### Try it
Leave out the pictures, and retype the remaining data exactly.
○ ○ ○ ○ ○
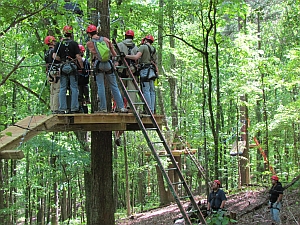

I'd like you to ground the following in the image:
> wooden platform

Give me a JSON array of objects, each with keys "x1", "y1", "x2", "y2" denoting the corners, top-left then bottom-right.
[{"x1": 0, "y1": 113, "x2": 163, "y2": 159}]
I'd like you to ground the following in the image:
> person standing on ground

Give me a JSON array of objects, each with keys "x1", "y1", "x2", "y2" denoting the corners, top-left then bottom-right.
[
  {"x1": 207, "y1": 180, "x2": 227, "y2": 215},
  {"x1": 86, "y1": 24, "x2": 128, "y2": 113},
  {"x1": 53, "y1": 25, "x2": 83, "y2": 114},
  {"x1": 269, "y1": 175, "x2": 283, "y2": 224},
  {"x1": 44, "y1": 35, "x2": 60, "y2": 114},
  {"x1": 125, "y1": 34, "x2": 157, "y2": 114}
]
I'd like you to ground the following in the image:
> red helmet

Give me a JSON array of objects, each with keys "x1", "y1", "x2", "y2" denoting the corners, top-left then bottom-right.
[
  {"x1": 86, "y1": 24, "x2": 97, "y2": 33},
  {"x1": 78, "y1": 44, "x2": 85, "y2": 52},
  {"x1": 63, "y1": 25, "x2": 73, "y2": 34},
  {"x1": 140, "y1": 38, "x2": 146, "y2": 45},
  {"x1": 125, "y1": 30, "x2": 134, "y2": 37},
  {"x1": 271, "y1": 175, "x2": 279, "y2": 181},
  {"x1": 145, "y1": 34, "x2": 154, "y2": 42},
  {"x1": 44, "y1": 36, "x2": 56, "y2": 45},
  {"x1": 214, "y1": 180, "x2": 221, "y2": 186}
]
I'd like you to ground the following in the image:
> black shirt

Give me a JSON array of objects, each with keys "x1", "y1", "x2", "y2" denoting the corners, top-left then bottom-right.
[
  {"x1": 53, "y1": 39, "x2": 80, "y2": 62},
  {"x1": 269, "y1": 182, "x2": 283, "y2": 203},
  {"x1": 208, "y1": 189, "x2": 227, "y2": 210}
]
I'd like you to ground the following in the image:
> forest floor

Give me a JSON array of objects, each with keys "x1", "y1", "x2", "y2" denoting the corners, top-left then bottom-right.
[{"x1": 116, "y1": 187, "x2": 300, "y2": 225}]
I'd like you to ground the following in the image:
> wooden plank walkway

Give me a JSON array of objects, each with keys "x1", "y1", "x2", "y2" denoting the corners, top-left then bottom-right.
[{"x1": 0, "y1": 113, "x2": 163, "y2": 159}]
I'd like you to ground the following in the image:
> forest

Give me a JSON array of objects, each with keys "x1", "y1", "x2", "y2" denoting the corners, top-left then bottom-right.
○ ○ ○ ○ ○
### Result below
I'd like you to ground the following in the image:
> wooden platform

Give me a JSON array of objects, each with keys "x1", "y1", "x2", "y2" denoting the corners, top-left then bottom-right.
[{"x1": 0, "y1": 113, "x2": 163, "y2": 159}]
I'd like you to ground the following in the image:
> person standing on ground

Give me a JSON array of objects, each with keys "x1", "y1", "x2", "y2" denoting the corners, top-left then bottom-right.
[
  {"x1": 207, "y1": 180, "x2": 227, "y2": 215},
  {"x1": 86, "y1": 24, "x2": 128, "y2": 113},
  {"x1": 53, "y1": 25, "x2": 83, "y2": 114},
  {"x1": 269, "y1": 175, "x2": 283, "y2": 224},
  {"x1": 44, "y1": 35, "x2": 60, "y2": 114},
  {"x1": 125, "y1": 34, "x2": 157, "y2": 114}
]
I'd like you to ground the following in the image:
> red helmet

Give me a JSON array of objects, each with keys "x1", "y1", "x2", "y2" denoting the corners, top-left then bottom-right.
[
  {"x1": 86, "y1": 24, "x2": 97, "y2": 33},
  {"x1": 78, "y1": 44, "x2": 85, "y2": 52},
  {"x1": 63, "y1": 25, "x2": 73, "y2": 34},
  {"x1": 140, "y1": 38, "x2": 146, "y2": 45},
  {"x1": 125, "y1": 30, "x2": 134, "y2": 37},
  {"x1": 271, "y1": 175, "x2": 279, "y2": 181},
  {"x1": 145, "y1": 34, "x2": 154, "y2": 42},
  {"x1": 44, "y1": 36, "x2": 56, "y2": 45},
  {"x1": 214, "y1": 180, "x2": 221, "y2": 186}
]
I'd like you to ground the following in the image:
> black shirt

Give me a JSON array of objects, each with keys "x1", "y1", "x2", "y2" denoting the corners, top-left then bottom-right.
[
  {"x1": 53, "y1": 39, "x2": 80, "y2": 62},
  {"x1": 269, "y1": 182, "x2": 283, "y2": 203},
  {"x1": 208, "y1": 189, "x2": 227, "y2": 210}
]
I'd like you to ground the following in the image:
> forest floor

Give me a JSON array of objects, each with keys "x1", "y1", "x2", "y2" denoting the corners, top-left then bottom-right.
[{"x1": 116, "y1": 187, "x2": 300, "y2": 225}]
I'd like you to ground the following in the image:
> wooden plank walkway

Give me a JSON array of objects, each with keys "x1", "y1", "x2", "y2" denoting the corners, top-left then bottom-right.
[{"x1": 0, "y1": 113, "x2": 163, "y2": 159}]
I'd like you to ground the following in the image:
> forest

Give me a JSON array of objects, each with keys "x1", "y1", "x2", "y2" denoting the corners, top-left then bottom-right.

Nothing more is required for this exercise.